**DATA TO PROCESS**
=======

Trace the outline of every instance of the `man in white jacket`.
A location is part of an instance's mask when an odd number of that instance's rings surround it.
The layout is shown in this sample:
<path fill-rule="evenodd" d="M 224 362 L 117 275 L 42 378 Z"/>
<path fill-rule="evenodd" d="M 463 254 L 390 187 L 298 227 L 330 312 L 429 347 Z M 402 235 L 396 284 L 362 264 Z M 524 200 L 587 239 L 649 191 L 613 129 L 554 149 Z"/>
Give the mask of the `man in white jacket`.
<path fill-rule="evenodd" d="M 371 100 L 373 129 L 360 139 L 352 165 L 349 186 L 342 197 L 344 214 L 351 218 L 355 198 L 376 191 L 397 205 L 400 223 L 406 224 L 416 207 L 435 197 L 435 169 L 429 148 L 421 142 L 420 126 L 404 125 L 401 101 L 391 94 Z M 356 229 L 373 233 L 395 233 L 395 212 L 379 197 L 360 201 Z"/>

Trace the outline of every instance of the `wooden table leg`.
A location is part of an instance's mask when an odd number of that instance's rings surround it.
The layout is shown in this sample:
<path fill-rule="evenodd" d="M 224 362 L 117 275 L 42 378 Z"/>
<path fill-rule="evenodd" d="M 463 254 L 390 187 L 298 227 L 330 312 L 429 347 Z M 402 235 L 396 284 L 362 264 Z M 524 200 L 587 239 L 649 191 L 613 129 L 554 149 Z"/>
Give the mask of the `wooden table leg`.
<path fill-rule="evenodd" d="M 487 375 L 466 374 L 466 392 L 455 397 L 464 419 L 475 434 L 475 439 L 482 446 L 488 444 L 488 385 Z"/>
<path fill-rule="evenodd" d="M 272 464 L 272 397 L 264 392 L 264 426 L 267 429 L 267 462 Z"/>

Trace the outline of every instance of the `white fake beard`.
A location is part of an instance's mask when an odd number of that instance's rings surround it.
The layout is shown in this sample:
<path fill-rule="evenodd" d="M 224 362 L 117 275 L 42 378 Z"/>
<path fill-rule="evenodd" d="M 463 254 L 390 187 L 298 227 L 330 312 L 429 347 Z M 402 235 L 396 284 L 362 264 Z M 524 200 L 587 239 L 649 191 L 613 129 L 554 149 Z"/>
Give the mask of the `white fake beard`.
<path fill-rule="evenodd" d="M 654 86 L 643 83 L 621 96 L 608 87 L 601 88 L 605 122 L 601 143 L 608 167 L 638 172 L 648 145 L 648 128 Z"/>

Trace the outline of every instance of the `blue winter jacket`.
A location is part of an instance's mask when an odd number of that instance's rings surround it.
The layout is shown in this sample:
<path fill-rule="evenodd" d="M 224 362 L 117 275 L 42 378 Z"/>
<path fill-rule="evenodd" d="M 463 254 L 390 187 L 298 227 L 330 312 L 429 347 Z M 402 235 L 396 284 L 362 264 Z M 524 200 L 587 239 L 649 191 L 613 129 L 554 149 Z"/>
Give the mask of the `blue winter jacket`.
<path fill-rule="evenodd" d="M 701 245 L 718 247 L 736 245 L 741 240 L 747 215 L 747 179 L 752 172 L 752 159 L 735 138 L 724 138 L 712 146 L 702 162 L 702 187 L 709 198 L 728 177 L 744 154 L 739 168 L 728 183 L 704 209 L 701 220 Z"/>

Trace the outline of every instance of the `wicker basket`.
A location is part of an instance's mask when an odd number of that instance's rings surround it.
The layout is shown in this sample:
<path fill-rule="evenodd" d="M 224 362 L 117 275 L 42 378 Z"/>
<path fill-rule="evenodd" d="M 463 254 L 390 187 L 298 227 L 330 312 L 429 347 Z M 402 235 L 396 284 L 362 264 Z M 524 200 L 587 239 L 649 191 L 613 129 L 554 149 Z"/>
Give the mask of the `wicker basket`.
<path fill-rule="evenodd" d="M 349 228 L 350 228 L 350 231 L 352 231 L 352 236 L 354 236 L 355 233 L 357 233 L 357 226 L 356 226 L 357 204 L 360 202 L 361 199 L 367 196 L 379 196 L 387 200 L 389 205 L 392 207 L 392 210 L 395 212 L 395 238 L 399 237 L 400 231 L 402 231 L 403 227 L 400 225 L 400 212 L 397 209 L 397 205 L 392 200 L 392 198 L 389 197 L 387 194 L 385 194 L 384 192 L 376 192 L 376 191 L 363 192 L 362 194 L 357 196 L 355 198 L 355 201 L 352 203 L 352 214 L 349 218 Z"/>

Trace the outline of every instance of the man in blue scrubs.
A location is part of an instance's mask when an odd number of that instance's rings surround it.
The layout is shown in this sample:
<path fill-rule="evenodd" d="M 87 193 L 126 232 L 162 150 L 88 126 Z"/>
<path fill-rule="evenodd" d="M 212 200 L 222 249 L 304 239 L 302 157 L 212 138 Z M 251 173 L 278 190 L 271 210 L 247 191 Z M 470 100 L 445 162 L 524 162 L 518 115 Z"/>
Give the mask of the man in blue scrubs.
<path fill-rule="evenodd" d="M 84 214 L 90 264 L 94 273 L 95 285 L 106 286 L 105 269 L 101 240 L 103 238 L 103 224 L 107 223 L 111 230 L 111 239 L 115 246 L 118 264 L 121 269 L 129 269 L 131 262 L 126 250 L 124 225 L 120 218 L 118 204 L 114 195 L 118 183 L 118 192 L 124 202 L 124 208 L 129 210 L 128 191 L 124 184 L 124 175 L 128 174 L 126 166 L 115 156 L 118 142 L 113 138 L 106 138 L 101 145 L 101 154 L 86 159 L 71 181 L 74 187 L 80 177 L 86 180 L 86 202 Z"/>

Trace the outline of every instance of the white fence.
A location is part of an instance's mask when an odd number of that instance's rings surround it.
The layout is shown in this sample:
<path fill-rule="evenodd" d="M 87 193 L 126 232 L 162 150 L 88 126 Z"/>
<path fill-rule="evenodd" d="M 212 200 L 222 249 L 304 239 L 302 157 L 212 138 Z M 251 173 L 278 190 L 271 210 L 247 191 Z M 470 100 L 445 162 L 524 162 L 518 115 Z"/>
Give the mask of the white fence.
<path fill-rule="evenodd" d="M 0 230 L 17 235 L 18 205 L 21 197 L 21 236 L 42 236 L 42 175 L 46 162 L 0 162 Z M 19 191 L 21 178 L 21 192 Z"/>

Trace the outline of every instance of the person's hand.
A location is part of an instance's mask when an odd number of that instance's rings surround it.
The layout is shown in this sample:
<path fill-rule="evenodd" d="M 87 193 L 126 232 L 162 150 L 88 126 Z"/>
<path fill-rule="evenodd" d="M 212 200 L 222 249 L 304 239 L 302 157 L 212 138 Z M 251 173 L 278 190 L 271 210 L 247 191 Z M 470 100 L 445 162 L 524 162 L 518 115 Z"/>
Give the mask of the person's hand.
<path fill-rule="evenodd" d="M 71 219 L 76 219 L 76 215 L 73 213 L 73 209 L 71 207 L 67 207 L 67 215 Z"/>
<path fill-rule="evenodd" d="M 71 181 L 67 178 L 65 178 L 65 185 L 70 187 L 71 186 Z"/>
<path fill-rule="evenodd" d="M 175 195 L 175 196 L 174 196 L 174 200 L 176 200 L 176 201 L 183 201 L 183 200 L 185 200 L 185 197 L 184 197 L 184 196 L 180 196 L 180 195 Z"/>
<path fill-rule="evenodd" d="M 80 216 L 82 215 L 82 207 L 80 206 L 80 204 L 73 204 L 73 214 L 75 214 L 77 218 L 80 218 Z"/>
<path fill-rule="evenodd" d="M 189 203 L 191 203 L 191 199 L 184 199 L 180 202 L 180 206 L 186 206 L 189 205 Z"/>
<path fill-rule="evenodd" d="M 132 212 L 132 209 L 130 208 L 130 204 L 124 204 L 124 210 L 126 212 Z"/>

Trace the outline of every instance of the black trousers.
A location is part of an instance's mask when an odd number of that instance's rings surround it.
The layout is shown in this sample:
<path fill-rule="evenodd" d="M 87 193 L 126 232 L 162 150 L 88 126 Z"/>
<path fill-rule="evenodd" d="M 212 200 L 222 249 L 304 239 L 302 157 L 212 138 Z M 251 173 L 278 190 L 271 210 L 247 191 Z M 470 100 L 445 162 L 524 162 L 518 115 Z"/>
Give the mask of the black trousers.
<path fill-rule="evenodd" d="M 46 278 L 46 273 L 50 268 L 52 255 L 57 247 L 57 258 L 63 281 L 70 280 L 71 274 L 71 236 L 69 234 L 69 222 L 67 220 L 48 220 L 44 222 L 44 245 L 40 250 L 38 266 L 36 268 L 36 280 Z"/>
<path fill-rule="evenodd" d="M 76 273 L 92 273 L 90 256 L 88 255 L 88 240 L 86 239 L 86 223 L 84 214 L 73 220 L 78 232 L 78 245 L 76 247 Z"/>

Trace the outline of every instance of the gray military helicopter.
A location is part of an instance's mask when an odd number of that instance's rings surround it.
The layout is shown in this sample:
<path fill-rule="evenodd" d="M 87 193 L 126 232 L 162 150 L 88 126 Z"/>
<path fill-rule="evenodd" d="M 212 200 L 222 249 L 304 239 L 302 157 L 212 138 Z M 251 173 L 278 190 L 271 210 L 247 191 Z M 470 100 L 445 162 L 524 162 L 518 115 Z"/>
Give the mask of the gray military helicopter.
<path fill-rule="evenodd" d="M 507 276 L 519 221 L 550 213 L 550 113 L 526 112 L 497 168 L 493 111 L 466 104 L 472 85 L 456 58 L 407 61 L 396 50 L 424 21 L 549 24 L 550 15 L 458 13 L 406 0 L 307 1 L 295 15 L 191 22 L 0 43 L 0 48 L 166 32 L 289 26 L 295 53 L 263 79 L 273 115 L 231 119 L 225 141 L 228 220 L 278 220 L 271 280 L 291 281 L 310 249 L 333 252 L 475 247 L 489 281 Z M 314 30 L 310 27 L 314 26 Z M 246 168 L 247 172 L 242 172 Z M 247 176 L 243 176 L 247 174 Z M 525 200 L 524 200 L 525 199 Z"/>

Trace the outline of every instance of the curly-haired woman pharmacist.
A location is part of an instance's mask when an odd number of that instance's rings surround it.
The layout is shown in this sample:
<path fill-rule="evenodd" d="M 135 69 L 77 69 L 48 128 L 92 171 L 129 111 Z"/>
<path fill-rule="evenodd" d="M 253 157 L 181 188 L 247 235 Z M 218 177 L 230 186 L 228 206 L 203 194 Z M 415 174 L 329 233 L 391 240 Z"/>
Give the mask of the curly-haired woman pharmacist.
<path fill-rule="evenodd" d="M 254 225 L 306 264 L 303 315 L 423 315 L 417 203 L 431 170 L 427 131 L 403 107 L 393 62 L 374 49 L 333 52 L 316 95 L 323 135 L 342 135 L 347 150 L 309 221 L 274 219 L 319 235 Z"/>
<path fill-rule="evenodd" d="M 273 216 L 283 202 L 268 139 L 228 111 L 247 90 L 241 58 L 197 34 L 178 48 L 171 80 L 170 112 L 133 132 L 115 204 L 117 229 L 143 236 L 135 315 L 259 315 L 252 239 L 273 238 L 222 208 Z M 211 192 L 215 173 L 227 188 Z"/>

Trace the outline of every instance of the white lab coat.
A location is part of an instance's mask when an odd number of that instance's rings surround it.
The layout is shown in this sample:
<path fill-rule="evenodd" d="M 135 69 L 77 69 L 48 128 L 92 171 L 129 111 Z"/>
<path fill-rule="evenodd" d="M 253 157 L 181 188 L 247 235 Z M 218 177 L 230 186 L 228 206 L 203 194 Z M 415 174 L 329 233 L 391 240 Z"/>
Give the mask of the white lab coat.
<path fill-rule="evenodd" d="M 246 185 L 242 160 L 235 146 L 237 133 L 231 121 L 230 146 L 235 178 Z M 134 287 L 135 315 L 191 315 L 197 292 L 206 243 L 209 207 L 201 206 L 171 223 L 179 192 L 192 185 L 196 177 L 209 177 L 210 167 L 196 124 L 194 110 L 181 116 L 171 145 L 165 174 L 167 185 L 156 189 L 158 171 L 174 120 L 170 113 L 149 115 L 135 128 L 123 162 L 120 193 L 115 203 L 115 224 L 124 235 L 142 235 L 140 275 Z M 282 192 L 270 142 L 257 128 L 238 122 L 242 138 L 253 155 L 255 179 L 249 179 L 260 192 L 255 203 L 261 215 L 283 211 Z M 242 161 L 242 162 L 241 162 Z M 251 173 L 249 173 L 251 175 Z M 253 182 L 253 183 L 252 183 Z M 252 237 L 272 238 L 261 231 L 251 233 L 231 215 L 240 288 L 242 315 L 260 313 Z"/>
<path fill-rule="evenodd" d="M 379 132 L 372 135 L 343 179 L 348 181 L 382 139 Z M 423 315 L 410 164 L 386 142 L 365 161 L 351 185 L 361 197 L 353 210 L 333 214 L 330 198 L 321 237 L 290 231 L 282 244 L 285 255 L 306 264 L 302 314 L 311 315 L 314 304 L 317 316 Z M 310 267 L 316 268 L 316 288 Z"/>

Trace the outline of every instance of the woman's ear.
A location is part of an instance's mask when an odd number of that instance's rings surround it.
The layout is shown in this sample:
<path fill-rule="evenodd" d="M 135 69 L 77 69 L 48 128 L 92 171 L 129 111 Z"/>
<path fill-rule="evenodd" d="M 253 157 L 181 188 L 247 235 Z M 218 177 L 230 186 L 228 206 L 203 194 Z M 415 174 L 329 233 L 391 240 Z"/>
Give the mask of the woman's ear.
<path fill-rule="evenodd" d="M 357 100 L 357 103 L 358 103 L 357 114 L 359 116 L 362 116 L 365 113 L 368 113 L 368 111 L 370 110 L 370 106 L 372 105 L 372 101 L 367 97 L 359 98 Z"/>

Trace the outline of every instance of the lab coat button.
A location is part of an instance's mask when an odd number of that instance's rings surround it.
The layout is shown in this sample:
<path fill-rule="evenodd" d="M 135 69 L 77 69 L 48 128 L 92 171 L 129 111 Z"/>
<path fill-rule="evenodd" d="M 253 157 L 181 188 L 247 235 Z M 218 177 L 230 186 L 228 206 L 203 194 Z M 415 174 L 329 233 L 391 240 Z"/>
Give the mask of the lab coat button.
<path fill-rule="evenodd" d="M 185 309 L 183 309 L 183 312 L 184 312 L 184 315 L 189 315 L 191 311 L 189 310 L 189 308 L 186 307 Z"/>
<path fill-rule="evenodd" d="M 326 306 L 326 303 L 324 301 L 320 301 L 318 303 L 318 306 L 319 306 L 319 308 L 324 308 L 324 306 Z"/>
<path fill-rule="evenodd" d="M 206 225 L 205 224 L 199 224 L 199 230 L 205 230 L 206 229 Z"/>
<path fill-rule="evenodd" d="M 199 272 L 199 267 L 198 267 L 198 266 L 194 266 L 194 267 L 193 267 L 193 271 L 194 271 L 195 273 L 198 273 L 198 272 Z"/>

=======

**ASSIGNED TASK**
When you reach the line with "Trace the outline of every instance of the woman's" in the records above, start writing out lines exactly, and stop once the line with "Trace the outline of every instance of the lab" has been written; include nothing else.

**RESPONSE BELOW**
Trace the outline of every instance of the woman's ear.
A location is part of an instance's mask when an odd number of that instance's rings surround it.
The layout is shown in this sample:
<path fill-rule="evenodd" d="M 135 69 L 77 69 L 48 128 L 92 171 L 129 111 Z"/>
<path fill-rule="evenodd" d="M 253 157 L 181 188 L 247 235 Z M 218 177 L 230 186 L 228 206 L 203 194 Z M 415 174 L 329 233 L 391 240 Z"/>
Give the mask of the woman's ear.
<path fill-rule="evenodd" d="M 357 100 L 357 103 L 358 103 L 357 114 L 359 116 L 362 116 L 365 113 L 368 113 L 368 111 L 370 110 L 370 106 L 372 105 L 372 101 L 367 97 L 359 98 Z"/>

Trace the outline of every instance of the lab coat button.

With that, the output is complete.